→ **Recorded information**
******
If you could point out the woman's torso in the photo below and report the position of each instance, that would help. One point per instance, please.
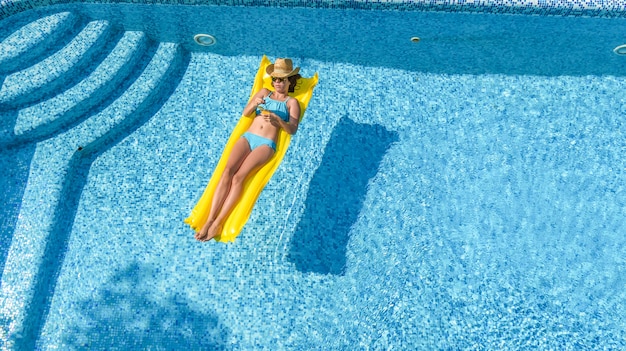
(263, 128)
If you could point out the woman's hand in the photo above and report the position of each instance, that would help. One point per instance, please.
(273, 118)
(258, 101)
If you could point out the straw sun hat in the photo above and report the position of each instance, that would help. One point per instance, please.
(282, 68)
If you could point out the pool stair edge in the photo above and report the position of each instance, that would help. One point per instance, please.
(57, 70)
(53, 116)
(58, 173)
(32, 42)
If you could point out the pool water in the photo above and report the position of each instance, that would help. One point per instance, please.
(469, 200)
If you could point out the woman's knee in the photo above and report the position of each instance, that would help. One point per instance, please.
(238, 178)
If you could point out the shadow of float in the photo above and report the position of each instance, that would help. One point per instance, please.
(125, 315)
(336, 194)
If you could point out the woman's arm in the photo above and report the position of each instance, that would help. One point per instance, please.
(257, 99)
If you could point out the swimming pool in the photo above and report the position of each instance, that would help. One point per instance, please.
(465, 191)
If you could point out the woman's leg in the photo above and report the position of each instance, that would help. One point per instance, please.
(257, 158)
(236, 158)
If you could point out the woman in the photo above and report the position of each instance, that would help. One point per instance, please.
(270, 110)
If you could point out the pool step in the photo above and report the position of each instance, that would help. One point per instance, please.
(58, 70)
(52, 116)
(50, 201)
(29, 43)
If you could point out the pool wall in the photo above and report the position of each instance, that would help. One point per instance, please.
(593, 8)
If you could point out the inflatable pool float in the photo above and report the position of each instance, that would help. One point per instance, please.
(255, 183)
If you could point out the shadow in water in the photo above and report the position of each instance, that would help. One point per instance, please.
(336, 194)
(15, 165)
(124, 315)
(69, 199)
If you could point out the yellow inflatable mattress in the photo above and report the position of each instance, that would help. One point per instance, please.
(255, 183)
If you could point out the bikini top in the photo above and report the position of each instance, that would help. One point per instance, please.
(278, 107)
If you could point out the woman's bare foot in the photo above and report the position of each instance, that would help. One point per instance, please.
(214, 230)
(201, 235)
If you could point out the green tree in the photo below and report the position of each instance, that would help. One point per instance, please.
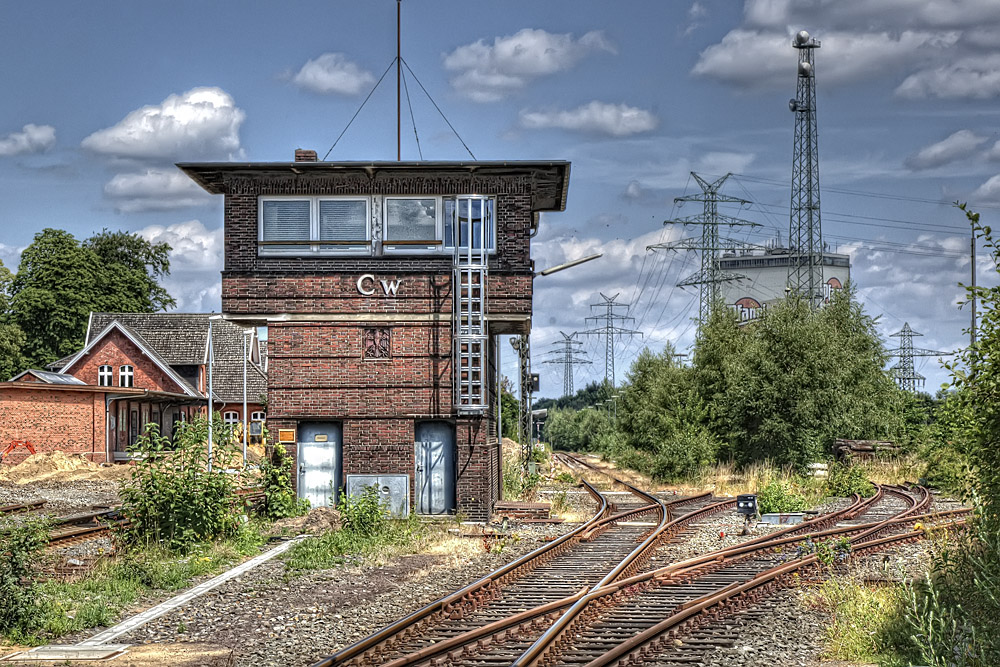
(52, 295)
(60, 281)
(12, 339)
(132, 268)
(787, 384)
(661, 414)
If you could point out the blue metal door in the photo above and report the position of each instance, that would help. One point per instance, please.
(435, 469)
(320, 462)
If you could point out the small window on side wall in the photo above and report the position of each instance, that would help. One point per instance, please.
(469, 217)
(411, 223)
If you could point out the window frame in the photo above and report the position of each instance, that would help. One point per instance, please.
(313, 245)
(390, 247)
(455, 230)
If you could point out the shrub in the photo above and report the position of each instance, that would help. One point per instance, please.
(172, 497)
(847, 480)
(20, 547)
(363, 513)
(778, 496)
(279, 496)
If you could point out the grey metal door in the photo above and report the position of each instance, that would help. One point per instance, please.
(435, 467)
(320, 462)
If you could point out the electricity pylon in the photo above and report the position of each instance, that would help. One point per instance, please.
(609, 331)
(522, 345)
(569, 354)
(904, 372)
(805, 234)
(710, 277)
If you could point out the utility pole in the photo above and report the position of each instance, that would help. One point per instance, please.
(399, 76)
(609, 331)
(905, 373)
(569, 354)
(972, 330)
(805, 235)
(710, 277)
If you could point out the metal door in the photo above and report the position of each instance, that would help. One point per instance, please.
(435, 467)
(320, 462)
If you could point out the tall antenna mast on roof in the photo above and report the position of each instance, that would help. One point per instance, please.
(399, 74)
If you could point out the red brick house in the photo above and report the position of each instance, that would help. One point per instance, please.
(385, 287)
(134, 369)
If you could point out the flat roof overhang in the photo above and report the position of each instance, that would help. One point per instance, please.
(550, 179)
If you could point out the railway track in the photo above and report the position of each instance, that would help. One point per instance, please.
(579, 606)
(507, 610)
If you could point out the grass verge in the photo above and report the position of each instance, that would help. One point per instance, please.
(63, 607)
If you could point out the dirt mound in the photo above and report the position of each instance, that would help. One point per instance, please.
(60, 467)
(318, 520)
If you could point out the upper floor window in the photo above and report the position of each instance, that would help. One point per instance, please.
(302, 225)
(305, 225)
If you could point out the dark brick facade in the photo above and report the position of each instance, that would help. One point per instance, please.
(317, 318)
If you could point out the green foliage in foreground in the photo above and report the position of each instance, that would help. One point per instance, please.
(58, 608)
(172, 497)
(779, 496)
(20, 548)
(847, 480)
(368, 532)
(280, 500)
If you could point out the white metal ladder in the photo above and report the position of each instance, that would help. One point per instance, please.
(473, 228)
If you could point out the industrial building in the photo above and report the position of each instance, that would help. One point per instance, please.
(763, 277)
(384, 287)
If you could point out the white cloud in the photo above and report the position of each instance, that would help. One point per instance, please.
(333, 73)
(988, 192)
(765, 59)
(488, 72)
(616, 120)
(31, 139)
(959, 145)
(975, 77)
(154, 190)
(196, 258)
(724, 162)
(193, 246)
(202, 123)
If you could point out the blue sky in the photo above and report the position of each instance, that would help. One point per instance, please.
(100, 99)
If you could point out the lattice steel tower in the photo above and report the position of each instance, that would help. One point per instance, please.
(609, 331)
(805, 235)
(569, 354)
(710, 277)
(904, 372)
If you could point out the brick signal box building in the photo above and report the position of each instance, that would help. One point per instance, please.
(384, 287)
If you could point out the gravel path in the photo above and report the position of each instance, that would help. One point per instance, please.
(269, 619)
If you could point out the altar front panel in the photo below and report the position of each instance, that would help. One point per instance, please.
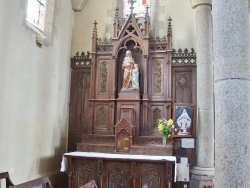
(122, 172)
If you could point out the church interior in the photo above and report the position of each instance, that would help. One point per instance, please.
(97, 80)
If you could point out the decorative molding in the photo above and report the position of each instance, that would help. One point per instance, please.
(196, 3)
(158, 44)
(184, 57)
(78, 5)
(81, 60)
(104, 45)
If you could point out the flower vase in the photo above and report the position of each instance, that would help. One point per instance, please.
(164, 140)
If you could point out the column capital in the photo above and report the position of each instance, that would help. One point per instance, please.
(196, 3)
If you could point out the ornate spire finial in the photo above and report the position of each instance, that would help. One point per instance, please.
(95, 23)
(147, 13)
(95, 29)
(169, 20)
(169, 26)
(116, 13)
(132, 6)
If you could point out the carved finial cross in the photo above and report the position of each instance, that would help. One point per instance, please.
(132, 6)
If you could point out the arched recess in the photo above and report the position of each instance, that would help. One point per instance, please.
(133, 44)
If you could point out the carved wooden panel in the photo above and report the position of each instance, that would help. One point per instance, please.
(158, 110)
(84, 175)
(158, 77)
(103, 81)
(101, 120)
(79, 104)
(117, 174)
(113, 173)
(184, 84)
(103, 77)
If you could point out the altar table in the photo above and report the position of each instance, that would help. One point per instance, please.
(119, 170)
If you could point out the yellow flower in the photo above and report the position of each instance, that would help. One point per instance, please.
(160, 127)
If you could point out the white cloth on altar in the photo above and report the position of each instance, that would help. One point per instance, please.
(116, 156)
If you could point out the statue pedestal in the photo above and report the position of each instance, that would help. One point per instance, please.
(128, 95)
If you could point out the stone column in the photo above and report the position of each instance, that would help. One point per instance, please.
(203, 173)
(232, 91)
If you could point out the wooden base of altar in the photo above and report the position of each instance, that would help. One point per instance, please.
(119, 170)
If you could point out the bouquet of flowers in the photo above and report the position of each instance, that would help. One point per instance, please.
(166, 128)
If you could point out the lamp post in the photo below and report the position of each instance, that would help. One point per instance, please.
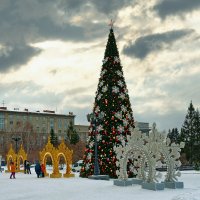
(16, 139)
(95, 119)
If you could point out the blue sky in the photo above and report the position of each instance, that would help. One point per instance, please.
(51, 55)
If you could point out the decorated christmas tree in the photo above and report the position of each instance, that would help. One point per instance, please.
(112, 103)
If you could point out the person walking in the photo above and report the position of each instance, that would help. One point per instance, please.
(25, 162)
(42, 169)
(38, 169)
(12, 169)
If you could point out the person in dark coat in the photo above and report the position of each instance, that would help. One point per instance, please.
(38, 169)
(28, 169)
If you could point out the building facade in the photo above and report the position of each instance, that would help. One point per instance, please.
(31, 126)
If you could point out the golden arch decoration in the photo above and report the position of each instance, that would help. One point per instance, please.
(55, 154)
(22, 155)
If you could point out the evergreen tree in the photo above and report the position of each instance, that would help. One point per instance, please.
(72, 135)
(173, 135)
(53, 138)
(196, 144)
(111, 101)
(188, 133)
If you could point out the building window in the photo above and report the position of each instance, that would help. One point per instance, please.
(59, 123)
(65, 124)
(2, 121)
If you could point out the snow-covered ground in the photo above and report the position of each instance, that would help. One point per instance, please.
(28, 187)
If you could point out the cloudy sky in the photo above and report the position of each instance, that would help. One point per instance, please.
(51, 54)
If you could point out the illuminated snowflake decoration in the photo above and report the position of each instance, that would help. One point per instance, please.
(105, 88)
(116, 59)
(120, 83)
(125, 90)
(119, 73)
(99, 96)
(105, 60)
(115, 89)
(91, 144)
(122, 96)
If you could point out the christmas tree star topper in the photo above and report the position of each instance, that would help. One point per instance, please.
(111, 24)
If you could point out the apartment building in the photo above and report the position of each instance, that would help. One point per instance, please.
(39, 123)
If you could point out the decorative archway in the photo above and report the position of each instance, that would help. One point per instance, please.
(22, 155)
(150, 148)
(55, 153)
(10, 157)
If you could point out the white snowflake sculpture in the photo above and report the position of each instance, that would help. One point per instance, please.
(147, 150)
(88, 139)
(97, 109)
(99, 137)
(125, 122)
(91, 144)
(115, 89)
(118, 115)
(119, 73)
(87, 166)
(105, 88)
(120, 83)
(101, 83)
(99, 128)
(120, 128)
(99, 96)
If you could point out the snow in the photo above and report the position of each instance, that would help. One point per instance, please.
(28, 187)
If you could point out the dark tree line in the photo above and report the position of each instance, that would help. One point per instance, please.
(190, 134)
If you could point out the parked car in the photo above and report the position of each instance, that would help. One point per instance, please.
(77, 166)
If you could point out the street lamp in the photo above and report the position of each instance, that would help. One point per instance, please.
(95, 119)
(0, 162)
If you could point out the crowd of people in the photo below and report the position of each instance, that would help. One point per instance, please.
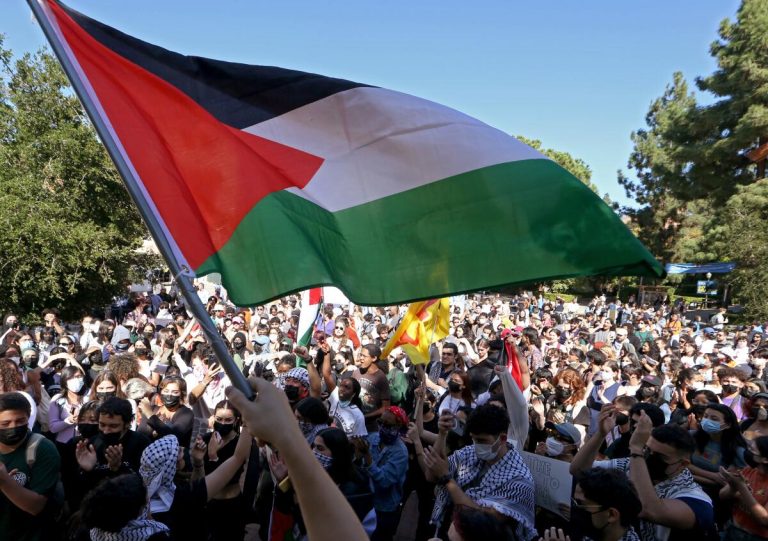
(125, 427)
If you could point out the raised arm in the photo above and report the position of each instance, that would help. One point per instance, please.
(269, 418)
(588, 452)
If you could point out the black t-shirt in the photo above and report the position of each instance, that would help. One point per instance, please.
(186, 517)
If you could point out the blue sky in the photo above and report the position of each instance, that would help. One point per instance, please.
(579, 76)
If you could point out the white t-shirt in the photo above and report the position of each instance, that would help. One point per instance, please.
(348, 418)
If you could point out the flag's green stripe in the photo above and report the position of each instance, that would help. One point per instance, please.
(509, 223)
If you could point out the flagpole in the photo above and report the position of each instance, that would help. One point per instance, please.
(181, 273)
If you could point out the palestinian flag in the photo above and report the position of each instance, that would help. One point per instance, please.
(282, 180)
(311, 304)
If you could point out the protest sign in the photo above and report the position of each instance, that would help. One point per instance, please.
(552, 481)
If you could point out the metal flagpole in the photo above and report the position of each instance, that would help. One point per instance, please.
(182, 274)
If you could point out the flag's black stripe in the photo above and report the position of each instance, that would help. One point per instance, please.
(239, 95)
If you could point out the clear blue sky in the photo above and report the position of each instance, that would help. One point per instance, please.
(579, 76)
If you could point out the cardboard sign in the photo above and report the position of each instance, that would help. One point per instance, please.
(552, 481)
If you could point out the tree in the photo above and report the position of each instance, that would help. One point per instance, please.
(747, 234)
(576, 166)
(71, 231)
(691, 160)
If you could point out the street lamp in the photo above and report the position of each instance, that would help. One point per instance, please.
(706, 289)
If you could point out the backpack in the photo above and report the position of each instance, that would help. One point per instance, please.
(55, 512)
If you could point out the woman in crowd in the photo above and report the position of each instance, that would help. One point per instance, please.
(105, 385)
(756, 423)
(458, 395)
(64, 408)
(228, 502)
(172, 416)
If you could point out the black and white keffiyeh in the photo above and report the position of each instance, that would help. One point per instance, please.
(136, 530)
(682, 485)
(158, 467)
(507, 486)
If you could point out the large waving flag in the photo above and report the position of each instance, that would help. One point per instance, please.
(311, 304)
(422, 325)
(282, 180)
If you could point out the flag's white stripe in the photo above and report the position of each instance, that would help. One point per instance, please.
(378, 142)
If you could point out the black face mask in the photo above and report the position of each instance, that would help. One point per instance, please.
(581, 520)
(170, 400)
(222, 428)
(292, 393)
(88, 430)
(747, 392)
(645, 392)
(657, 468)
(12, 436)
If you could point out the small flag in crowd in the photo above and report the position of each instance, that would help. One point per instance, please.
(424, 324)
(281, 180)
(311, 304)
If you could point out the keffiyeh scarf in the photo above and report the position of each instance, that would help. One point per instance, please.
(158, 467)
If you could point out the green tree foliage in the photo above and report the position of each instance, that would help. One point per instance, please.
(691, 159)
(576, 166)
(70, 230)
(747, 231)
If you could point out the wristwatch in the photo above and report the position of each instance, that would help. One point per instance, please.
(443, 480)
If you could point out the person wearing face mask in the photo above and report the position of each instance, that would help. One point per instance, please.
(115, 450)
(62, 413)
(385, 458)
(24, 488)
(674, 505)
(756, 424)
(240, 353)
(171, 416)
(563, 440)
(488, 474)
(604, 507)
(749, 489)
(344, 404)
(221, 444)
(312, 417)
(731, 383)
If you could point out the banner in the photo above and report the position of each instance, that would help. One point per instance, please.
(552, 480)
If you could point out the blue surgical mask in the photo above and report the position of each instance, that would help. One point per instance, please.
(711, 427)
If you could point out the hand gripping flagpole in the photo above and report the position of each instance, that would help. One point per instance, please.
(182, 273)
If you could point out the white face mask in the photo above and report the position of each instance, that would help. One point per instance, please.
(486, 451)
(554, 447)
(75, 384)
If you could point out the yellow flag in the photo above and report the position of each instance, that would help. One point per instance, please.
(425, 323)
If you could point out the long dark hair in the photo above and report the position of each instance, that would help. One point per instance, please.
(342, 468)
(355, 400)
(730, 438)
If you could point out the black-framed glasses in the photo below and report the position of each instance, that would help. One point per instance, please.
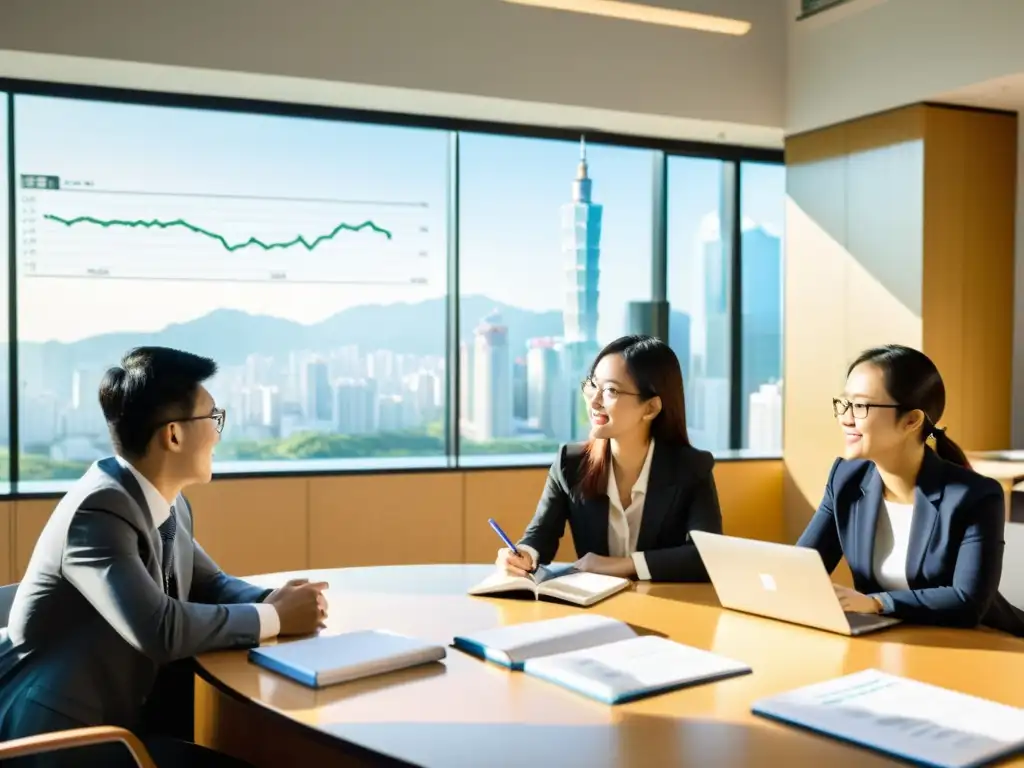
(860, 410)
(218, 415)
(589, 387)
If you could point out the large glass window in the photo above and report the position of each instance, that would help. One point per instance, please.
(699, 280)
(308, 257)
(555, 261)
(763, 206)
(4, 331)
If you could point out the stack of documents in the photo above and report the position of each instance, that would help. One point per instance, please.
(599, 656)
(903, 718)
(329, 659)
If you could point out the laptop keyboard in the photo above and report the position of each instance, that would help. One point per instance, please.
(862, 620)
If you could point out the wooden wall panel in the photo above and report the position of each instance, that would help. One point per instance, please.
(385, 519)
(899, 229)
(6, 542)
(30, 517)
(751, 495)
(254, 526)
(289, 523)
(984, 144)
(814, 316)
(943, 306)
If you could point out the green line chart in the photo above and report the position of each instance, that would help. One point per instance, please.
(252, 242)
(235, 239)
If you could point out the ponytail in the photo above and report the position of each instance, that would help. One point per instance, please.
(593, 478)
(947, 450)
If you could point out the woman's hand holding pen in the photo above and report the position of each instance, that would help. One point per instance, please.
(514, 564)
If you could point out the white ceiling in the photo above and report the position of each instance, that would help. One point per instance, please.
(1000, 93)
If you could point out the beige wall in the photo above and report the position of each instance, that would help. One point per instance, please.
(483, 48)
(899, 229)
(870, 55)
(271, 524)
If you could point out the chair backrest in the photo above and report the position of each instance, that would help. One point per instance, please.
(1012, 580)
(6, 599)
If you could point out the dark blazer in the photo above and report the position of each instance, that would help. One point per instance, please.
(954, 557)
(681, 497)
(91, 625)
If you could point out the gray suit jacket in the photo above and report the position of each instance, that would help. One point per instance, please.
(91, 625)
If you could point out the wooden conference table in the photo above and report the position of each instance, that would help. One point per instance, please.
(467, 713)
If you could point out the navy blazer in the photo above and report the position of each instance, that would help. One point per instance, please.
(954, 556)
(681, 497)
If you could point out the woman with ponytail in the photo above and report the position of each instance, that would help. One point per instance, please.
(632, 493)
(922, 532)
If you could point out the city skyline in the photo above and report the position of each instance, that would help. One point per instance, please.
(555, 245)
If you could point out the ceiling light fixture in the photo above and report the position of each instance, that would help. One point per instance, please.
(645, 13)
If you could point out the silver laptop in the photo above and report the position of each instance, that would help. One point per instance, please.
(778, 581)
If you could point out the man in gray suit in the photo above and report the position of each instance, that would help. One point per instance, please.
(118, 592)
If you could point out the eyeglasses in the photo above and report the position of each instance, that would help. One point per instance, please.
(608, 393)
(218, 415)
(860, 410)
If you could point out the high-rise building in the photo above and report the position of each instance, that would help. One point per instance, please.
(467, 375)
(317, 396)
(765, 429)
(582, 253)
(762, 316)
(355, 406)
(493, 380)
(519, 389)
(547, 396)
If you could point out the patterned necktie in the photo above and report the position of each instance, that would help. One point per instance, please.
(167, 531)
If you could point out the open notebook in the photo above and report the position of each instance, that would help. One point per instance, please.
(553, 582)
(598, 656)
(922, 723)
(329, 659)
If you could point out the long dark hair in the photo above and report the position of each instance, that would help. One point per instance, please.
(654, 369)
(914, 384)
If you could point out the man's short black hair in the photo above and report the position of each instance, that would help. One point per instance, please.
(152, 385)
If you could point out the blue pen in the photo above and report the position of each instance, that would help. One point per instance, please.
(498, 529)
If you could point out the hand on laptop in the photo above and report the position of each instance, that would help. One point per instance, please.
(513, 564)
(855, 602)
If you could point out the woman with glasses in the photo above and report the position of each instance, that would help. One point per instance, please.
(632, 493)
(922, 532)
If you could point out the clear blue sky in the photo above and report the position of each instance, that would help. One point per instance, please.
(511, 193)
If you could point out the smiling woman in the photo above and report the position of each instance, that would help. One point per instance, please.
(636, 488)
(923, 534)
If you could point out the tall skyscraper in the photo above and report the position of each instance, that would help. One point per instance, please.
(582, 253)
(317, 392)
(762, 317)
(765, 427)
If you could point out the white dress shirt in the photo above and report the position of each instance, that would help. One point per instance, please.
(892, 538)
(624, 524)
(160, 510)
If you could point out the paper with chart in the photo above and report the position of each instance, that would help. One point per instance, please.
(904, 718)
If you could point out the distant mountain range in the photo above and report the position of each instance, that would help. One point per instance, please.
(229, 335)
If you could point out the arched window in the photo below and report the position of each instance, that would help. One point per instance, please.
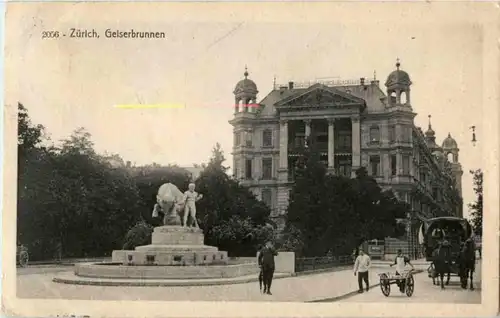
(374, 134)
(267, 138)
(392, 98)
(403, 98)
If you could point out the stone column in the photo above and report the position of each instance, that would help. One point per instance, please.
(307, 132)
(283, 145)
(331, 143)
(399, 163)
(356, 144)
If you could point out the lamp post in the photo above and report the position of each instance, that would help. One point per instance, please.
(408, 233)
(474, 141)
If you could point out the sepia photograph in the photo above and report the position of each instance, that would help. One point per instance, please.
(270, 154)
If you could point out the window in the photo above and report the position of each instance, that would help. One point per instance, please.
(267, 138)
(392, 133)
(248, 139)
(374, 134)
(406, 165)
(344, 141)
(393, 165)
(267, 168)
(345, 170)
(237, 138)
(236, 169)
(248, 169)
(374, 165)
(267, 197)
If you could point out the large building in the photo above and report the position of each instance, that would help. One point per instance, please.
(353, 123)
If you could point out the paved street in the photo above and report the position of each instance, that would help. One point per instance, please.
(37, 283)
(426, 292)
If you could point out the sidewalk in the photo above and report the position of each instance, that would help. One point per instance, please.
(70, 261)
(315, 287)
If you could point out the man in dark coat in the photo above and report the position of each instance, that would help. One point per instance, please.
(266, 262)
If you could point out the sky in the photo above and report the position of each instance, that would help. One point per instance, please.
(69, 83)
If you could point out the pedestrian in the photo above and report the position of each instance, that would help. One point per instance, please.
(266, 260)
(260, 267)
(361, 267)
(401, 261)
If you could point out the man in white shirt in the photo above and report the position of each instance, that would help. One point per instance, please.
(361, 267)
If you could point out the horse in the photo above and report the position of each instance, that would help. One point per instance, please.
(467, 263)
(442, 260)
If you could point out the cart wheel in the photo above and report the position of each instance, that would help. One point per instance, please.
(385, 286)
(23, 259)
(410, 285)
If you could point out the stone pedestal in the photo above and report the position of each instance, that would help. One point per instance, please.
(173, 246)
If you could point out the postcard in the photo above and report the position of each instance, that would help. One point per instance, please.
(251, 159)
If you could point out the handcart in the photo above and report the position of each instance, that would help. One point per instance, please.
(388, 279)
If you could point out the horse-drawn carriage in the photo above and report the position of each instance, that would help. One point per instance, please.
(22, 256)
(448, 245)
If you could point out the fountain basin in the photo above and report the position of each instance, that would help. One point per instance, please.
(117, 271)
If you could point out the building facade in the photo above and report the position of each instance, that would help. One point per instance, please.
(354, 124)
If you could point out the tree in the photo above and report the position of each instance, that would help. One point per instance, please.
******
→ **Given exercise**
Quote the lines of the listing above that run from the line with "If you could point out the postcard" through its last line, both included, and nothing else.

→ **Output of the exercise**
If you could point out the postcard in the photo above and report the position of each instance, that would help. One point per instance, please.
(251, 159)
If you could point out the handcart in the photo above and report the position of each instance, that would help. One point per instance, please.
(388, 279)
If you could point out the horse-drawn carriage in the photo above and report the position of each instance, that would help. One point per instance, please.
(22, 256)
(448, 245)
If you could point out the fountain basin in the photo above and report the position of each instance, that would help. One point per instance, please.
(117, 271)
If you could point out the building facade in the photo above and report the position of each instance, that would help. One point per instance, please.
(354, 124)
If you could point out the tree in the photo above and report the position of each instance, that would help. One point per instance, please.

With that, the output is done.